■ Data section
○ ○ ○ ○ ○ ○ ○

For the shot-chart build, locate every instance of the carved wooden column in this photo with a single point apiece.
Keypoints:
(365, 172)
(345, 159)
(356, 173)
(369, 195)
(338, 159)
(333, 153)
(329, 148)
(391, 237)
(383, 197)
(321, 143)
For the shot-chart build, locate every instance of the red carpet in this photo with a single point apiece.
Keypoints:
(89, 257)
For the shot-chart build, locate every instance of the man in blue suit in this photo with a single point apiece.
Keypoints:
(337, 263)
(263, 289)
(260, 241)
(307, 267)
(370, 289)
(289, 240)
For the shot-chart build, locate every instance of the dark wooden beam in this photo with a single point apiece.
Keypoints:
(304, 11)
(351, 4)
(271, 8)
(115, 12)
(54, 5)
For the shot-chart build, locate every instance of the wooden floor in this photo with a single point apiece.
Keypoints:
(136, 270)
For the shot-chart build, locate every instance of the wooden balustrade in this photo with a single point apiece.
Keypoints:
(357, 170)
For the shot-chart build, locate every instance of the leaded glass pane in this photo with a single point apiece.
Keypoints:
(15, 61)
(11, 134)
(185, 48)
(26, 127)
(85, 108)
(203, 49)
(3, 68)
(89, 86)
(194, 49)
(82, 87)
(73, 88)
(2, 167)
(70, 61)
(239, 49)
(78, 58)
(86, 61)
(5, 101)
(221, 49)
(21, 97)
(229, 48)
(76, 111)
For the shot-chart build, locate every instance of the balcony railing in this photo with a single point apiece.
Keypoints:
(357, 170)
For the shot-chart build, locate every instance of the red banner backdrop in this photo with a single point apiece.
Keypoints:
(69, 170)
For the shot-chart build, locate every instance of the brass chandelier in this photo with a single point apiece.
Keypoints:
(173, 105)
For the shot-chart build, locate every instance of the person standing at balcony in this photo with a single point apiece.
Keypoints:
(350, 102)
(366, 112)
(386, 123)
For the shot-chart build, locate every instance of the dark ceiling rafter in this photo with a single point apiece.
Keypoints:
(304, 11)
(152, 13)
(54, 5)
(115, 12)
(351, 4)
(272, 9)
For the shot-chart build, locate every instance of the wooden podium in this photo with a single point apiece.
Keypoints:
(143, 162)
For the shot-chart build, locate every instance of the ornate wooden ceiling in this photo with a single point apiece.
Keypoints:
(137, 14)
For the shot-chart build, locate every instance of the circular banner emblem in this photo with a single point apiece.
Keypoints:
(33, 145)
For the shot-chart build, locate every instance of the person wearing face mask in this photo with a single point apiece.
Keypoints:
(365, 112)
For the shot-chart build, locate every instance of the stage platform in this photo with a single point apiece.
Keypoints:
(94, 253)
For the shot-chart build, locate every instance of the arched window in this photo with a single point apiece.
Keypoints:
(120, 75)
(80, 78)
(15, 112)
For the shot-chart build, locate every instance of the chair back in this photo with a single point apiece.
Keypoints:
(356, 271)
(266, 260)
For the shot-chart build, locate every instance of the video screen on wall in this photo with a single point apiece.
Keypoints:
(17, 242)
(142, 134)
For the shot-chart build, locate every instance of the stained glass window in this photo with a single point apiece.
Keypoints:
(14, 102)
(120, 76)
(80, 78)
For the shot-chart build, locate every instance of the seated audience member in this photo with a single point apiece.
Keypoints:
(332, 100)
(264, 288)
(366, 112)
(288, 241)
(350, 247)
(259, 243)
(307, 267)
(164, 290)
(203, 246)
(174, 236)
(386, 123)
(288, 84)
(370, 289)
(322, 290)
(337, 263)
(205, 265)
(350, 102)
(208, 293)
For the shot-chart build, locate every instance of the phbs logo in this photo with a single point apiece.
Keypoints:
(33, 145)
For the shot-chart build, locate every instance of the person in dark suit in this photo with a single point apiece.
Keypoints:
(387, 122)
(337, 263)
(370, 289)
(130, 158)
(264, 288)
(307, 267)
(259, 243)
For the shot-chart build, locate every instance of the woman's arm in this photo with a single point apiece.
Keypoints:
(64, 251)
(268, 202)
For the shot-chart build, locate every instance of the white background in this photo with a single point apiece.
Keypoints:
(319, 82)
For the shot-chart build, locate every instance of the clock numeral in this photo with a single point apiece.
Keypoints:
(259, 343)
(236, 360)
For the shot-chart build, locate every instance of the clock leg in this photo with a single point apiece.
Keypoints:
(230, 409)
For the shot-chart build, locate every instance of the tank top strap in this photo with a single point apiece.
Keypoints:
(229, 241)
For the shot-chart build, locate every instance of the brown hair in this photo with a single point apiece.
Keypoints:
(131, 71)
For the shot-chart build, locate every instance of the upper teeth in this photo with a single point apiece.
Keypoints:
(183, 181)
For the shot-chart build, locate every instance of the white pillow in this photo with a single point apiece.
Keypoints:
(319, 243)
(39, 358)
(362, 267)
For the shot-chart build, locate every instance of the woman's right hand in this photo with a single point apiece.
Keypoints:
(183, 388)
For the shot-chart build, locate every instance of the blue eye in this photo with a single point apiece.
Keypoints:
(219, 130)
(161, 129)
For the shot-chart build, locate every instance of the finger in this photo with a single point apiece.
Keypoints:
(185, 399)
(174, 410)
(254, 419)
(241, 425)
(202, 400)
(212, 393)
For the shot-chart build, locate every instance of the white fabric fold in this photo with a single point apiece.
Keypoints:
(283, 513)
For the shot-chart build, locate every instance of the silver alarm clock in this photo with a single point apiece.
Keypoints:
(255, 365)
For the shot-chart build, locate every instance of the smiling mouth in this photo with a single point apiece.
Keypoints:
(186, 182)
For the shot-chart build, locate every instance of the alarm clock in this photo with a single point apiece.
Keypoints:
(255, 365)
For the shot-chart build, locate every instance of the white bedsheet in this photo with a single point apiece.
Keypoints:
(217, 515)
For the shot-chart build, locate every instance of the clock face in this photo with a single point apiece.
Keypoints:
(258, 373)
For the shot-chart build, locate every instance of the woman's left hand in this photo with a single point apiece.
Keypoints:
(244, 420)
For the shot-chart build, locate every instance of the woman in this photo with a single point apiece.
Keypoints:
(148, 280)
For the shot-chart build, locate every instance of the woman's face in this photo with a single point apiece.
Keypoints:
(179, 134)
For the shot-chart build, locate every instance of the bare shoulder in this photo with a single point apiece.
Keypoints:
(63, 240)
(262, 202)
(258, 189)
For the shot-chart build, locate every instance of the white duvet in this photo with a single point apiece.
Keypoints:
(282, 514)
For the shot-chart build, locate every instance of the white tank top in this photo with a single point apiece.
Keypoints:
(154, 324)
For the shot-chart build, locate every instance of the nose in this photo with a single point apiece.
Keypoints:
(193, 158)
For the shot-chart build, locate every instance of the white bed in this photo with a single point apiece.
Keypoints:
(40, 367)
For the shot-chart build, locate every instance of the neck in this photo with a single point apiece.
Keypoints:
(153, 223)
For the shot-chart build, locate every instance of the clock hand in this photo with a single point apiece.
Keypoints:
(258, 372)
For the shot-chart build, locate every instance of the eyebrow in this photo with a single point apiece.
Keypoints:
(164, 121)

○ ○ ○ ○ ○ ○ ○

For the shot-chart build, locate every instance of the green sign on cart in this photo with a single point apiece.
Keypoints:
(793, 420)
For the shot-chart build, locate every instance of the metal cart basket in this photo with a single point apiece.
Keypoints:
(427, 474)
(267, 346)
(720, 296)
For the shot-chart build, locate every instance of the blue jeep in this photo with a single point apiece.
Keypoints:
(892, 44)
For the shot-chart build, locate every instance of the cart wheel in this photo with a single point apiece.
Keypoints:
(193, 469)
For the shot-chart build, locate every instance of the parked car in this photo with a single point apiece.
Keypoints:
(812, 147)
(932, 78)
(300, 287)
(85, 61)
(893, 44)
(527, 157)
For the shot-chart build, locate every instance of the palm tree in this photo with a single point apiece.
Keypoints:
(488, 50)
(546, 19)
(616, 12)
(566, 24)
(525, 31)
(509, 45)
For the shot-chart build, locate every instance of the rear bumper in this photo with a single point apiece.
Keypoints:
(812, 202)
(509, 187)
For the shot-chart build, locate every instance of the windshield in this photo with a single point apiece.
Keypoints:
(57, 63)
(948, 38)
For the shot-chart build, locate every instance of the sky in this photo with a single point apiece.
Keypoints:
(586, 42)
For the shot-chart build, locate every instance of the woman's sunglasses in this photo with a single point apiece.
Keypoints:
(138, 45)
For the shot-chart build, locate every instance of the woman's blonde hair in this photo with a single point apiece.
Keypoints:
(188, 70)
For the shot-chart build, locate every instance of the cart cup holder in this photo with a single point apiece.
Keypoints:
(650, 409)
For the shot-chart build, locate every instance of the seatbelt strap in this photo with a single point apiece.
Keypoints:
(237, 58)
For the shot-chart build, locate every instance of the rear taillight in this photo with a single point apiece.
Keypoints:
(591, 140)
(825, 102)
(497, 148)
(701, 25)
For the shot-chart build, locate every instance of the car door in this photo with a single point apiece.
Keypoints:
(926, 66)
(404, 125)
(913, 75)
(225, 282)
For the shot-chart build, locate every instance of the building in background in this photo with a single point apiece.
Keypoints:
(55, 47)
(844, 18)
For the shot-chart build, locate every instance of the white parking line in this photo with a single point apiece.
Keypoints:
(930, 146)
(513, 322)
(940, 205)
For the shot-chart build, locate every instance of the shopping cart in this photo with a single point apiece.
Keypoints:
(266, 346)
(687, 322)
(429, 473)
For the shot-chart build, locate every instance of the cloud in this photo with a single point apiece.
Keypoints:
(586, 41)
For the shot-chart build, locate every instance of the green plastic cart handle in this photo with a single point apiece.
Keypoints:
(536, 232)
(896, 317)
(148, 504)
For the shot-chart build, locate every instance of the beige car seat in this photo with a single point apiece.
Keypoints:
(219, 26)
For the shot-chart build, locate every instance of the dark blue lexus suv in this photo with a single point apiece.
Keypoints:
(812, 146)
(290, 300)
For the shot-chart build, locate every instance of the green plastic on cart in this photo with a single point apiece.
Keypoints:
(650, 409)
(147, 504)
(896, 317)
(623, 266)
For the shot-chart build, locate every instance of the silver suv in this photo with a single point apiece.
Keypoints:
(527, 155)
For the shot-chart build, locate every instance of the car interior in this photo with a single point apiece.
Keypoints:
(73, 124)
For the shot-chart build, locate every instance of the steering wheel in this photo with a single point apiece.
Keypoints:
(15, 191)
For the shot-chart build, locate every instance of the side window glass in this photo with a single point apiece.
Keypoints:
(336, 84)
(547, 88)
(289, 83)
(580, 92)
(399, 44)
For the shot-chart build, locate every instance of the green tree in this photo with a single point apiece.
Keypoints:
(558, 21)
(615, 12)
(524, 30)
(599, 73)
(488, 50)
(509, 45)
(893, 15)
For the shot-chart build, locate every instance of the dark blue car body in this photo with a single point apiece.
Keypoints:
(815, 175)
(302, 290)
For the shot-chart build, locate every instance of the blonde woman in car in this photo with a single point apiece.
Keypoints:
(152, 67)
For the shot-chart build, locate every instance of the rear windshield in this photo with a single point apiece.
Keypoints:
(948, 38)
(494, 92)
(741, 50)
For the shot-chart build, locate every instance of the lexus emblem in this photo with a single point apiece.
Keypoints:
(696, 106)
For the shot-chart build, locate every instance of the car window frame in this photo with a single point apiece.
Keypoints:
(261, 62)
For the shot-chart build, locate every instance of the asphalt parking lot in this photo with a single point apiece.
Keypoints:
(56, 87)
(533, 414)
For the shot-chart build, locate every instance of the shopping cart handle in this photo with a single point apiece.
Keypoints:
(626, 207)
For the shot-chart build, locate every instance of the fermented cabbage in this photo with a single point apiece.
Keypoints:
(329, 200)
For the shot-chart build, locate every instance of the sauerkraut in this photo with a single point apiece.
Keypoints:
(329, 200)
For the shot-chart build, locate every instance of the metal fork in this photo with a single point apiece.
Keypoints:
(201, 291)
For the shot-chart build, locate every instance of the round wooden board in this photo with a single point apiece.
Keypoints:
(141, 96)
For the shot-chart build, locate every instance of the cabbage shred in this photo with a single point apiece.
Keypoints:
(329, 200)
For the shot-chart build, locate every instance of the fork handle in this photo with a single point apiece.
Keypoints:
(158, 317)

○ ○ ○ ○ ○ ○ ○

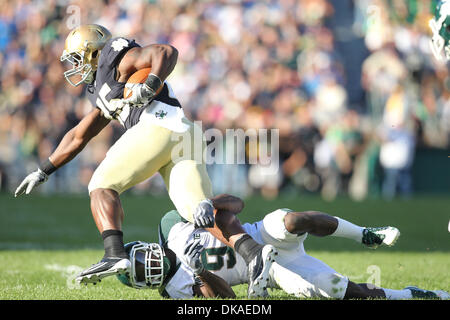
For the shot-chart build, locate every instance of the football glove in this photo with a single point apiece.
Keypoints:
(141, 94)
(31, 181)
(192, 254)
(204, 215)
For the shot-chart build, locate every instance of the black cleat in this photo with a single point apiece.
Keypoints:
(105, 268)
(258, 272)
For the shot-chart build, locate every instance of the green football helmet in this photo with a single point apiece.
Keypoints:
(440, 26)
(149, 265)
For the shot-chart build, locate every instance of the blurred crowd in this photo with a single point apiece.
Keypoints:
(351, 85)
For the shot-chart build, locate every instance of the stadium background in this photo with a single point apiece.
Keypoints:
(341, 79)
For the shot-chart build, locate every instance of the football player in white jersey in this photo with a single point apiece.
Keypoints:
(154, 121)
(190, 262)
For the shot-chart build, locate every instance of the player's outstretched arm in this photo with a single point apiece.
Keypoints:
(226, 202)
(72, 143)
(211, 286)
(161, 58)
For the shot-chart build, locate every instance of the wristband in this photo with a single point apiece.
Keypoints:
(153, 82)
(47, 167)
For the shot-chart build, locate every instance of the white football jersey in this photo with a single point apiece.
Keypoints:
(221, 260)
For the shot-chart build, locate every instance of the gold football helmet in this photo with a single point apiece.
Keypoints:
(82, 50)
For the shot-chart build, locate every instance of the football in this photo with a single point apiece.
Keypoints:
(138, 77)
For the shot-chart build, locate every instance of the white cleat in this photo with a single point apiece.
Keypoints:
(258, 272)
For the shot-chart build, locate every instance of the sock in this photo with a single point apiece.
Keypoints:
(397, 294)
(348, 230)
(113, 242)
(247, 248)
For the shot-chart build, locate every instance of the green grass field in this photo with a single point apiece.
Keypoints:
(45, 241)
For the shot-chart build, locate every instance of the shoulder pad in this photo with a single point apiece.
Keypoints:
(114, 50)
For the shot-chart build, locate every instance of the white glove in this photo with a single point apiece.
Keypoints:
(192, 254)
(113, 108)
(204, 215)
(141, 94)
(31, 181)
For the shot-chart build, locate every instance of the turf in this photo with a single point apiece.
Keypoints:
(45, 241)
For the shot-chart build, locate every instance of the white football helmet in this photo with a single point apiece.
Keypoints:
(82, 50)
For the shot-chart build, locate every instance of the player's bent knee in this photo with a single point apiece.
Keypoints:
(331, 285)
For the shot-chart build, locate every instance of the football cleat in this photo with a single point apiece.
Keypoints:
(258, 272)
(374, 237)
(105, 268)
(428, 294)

○ ○ ○ ○ ○ ○ ○

■ Work instructions
How many lines in the listing contain "cleat"? Answer with the number alone.

■ Response to the exercise
3